Set task:
Can you print the lines below word for word, leaving out the pictures?

Data supplied:
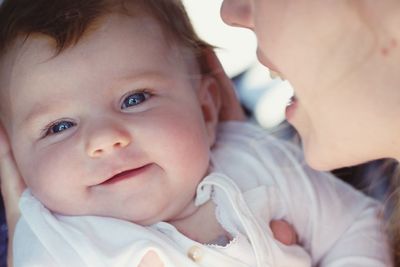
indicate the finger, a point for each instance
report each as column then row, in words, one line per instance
column 284, row 232
column 230, row 108
column 4, row 145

Worked solution:
indicate the finger, a point for each instance
report each as column then row, in words, one line per instance
column 284, row 232
column 230, row 108
column 4, row 145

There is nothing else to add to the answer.